Assignment
In the data below, find the lines containing "corrugated" and say how many there are, nothing more.

[Photo-based referring expression data]
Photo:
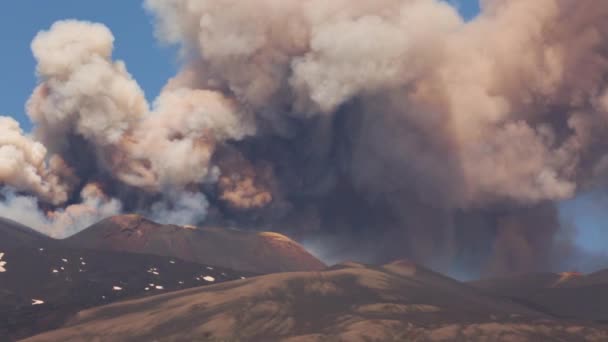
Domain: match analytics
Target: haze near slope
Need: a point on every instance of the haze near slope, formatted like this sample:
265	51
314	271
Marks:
239	250
350	302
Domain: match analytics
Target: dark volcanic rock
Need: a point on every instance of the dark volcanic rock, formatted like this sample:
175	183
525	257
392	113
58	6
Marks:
563	295
42	287
350	302
234	249
14	235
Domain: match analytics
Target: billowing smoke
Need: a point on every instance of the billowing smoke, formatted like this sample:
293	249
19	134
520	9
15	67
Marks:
377	129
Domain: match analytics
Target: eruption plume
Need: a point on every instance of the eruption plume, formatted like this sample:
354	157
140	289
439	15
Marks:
390	122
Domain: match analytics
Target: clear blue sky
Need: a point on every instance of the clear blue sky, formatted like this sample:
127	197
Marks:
152	65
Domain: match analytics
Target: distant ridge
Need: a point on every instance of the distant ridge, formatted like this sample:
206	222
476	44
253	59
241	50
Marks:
263	252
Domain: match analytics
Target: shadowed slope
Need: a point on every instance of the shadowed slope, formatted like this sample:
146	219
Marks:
348	302
247	251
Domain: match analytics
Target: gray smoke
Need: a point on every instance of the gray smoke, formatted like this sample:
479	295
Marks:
390	122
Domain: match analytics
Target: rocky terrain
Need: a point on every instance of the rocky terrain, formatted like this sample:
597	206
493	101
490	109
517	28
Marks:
348	302
247	251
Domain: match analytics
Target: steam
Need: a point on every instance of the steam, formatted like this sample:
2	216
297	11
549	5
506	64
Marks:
387	121
62	223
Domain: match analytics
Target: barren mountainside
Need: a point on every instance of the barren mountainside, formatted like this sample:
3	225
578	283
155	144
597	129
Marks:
246	251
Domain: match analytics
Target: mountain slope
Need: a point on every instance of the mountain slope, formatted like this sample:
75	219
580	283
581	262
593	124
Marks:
14	235
566	295
247	251
351	302
43	282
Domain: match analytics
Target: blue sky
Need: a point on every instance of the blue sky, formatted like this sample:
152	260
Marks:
152	64
20	20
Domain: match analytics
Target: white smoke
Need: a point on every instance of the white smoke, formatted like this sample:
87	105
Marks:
63	222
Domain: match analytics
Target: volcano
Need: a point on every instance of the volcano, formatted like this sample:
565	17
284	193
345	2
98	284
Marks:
349	302
246	251
44	282
14	235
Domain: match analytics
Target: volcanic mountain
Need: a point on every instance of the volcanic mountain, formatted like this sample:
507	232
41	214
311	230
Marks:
567	295
348	302
247	251
43	282
14	235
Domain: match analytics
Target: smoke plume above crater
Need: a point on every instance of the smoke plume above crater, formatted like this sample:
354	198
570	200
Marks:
375	129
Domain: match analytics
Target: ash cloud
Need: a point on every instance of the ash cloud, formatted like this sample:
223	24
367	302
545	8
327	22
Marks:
392	122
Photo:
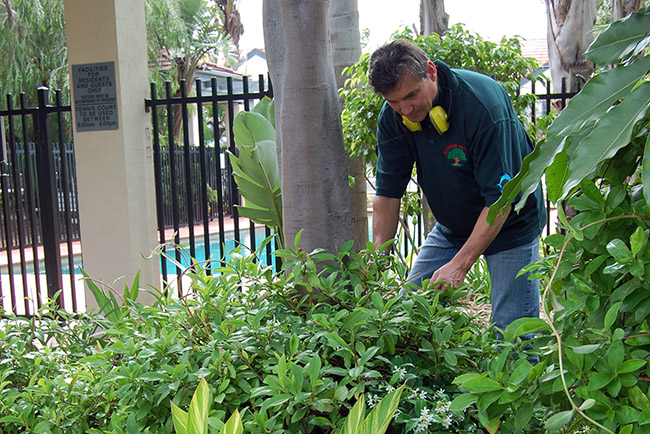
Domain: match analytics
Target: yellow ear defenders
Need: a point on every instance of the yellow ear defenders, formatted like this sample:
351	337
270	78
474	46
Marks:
438	117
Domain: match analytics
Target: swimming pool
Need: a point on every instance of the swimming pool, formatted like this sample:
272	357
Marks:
216	251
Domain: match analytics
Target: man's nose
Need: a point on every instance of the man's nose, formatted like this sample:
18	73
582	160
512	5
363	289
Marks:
406	108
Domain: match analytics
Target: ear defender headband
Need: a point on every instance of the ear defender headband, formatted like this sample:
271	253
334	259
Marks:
438	117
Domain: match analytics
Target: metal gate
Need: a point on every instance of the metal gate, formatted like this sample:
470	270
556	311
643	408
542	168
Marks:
38	206
195	192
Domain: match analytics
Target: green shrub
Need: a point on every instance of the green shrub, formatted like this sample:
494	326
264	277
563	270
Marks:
288	364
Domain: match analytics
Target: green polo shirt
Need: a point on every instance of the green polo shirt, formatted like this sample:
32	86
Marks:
463	170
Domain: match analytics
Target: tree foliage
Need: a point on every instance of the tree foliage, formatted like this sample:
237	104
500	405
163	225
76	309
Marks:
459	48
32	46
595	337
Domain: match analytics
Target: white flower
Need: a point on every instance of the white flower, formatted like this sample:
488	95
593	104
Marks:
442	406
425	420
401	372
447	421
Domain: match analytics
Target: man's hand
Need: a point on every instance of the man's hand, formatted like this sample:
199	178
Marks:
449	276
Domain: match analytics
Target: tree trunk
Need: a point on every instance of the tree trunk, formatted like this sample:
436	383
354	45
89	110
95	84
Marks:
569	34
433	18
623	8
346	50
314	172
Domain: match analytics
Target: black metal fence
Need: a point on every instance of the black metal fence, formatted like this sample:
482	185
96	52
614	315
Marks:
39	204
195	192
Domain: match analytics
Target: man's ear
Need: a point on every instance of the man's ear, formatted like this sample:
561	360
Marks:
433	71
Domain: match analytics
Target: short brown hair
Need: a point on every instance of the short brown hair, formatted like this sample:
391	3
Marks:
388	62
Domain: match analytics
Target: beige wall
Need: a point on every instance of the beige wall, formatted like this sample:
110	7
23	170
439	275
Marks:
115	167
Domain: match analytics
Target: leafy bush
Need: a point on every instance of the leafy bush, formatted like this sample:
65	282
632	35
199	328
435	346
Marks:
287	364
593	374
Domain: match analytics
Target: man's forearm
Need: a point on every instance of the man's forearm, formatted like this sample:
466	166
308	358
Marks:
481	237
385	217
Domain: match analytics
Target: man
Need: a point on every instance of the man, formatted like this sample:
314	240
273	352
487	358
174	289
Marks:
462	133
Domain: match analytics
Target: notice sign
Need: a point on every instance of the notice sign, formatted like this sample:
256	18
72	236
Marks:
95	96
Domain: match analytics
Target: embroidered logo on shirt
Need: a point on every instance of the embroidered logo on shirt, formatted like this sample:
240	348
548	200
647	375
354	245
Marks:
502	182
456	154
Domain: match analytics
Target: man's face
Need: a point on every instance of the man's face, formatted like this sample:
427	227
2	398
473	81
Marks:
413	97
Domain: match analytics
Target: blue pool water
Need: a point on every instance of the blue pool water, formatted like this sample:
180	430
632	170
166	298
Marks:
168	262
216	251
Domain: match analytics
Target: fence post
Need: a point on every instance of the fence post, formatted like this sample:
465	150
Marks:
48	202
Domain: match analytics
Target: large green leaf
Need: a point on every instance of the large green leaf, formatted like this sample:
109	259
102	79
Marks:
197	422
354	418
234	425
255	168
252	127
645	173
378	420
620	39
593	101
179	417
260	162
611	133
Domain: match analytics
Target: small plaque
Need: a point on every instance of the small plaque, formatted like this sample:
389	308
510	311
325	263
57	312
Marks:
95	96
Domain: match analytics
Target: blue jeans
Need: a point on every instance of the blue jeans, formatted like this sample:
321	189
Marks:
512	297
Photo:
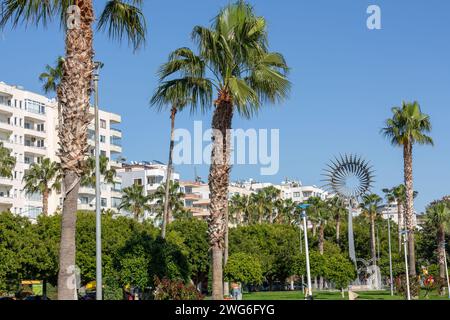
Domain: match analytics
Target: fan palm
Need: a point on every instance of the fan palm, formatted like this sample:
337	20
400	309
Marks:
175	203
233	51
42	178
107	174
408	126
370	205
438	215
135	201
121	19
177	95
7	162
339	211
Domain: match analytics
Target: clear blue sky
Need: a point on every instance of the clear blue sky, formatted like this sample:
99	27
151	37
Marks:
345	80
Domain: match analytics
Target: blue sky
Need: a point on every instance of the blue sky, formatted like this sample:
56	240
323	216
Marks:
345	80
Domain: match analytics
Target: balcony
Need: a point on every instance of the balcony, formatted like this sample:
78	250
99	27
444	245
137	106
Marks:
5	126
6	200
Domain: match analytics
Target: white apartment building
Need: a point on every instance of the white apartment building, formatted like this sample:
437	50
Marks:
150	175
28	127
391	210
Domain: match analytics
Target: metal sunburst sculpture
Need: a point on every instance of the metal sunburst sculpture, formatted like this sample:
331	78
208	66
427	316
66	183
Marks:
350	177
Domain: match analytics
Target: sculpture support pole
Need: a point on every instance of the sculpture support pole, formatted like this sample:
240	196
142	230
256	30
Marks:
351	241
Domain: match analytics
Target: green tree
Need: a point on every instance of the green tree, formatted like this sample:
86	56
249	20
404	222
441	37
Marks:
121	20
245	74
193	234
134	201
42	178
408	126
107	174
438	215
243	268
176	204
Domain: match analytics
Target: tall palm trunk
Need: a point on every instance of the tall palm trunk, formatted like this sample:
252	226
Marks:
373	250
169	174
219	175
74	96
441	255
226	288
45	202
400	224
338	229
407	155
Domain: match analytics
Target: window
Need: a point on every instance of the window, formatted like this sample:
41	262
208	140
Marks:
84	200
115	202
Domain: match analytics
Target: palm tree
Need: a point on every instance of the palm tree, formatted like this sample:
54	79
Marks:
438	215
42	178
177	95
7	162
107	174
175	201
369	205
51	78
121	20
135	201
407	127
245	74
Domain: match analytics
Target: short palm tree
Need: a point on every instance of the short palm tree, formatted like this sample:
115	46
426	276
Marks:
408	126
7	162
339	211
121	19
42	178
175	203
245	74
438	215
51	78
107	174
135	201
369	206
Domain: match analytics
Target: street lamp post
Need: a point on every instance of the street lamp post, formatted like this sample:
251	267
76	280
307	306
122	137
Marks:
390	256
408	292
446	272
308	271
98	217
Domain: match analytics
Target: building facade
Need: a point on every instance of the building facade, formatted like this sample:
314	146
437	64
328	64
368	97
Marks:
28	127
150	175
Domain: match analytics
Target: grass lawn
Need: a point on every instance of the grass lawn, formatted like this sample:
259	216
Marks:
297	295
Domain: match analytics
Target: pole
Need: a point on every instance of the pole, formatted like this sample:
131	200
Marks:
98	217
308	272
408	293
446	272
390	256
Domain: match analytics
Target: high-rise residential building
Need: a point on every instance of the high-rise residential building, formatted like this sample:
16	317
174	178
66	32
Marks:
28	127
149	175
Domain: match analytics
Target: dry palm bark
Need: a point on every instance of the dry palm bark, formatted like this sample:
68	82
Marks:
74	95
219	176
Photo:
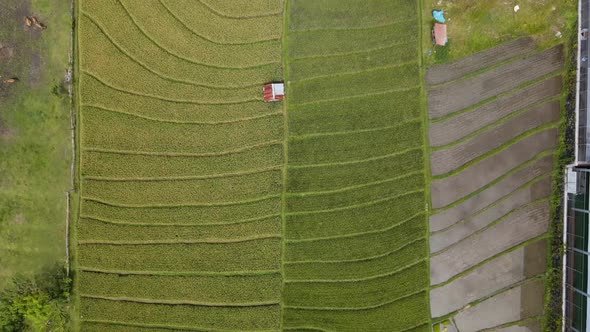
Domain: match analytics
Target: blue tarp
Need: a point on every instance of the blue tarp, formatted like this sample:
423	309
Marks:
439	15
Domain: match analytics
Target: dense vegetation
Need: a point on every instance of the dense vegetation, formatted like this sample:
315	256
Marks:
181	165
355	185
40	303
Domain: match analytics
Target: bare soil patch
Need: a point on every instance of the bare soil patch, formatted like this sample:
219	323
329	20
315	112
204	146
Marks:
523	225
518	199
455	128
455	187
498	274
454	97
490	195
455	70
447	160
513	305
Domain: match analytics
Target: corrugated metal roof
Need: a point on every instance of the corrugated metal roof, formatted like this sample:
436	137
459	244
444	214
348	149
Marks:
440	34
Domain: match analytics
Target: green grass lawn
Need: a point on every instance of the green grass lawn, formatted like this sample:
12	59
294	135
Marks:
476	26
34	140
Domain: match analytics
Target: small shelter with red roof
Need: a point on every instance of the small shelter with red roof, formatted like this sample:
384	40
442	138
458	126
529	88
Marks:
274	92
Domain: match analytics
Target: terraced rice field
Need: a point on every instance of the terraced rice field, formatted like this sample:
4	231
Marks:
355	185
204	208
181	165
493	134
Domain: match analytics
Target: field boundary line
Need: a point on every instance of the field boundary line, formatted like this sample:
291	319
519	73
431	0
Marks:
359	205
377	26
185	154
212	123
164	242
184	273
253	200
364	259
178	101
182	178
306	327
351	235
297	106
523	244
509	195
351	73
509	93
355	280
151	70
398	299
165	327
492	224
506	145
351	162
119	223
427	199
242	17
337	55
209	39
370	94
134	21
284	206
177	302
359	186
342	54
512	171
497	123
357	131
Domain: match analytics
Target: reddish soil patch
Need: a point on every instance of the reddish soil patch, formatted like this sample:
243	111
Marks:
523	225
457	127
452	71
455	187
490	195
447	160
497	274
512	305
516	200
454	97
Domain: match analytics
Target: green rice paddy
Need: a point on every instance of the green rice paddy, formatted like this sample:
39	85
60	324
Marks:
203	208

Response to the exercise
2